Pode atualizar todos os dados abaixo, substituindo "thickest part" por "widest part" sem alterar mais nada? Não inclua as imagens na resposta.

» **Dados do exercício**
════════

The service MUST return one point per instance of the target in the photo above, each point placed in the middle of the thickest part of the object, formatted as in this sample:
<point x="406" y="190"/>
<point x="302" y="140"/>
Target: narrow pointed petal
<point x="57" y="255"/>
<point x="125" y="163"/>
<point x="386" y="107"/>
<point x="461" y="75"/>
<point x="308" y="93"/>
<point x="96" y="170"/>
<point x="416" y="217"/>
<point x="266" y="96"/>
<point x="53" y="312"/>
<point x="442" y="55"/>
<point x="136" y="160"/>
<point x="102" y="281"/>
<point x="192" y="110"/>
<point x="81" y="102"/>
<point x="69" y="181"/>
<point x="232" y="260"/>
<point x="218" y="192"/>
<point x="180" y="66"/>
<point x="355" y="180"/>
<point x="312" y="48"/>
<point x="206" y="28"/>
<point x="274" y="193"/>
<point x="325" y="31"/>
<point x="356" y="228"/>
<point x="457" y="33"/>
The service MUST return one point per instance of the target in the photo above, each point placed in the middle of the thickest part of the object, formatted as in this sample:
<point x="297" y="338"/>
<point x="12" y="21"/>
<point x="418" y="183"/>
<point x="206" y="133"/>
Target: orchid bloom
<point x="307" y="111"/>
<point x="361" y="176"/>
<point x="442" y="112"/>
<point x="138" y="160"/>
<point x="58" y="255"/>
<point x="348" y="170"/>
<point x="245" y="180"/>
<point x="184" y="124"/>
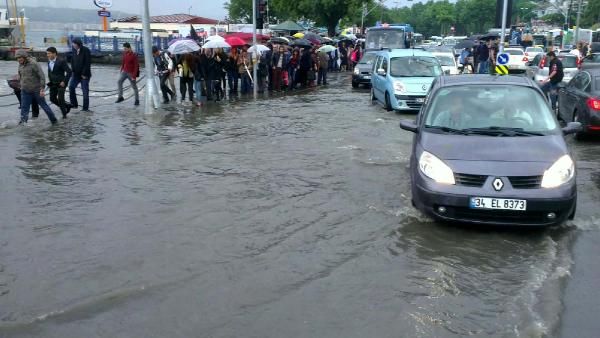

════════

» **Resultado do exercício**
The service MUST return one point per instance of the target in the photo above, each point placed in the middle of the widest part of the object, formatted as in this sample:
<point x="406" y="190"/>
<point x="302" y="140"/>
Target: narrow pointed petal
<point x="57" y="255"/>
<point x="125" y="163"/>
<point x="386" y="107"/>
<point x="461" y="75"/>
<point x="308" y="93"/>
<point x="96" y="170"/>
<point x="416" y="217"/>
<point x="266" y="96"/>
<point x="53" y="312"/>
<point x="442" y="55"/>
<point x="136" y="160"/>
<point x="102" y="281"/>
<point x="192" y="110"/>
<point x="81" y="102"/>
<point x="69" y="181"/>
<point x="232" y="260"/>
<point x="218" y="192"/>
<point x="180" y="66"/>
<point x="355" y="180"/>
<point x="312" y="48"/>
<point x="206" y="28"/>
<point x="274" y="193"/>
<point x="325" y="31"/>
<point x="356" y="228"/>
<point x="457" y="33"/>
The service MUST return one point per instance of the target in the photo above, each point placed in the middle of the widest part of the object, formatted as in this sample:
<point x="297" y="338"/>
<point x="12" y="21"/>
<point x="418" y="183"/>
<point x="206" y="133"/>
Target: orchid bloom
<point x="307" y="111"/>
<point x="361" y="176"/>
<point x="442" y="112"/>
<point x="138" y="160"/>
<point x="58" y="255"/>
<point x="348" y="170"/>
<point x="245" y="180"/>
<point x="184" y="124"/>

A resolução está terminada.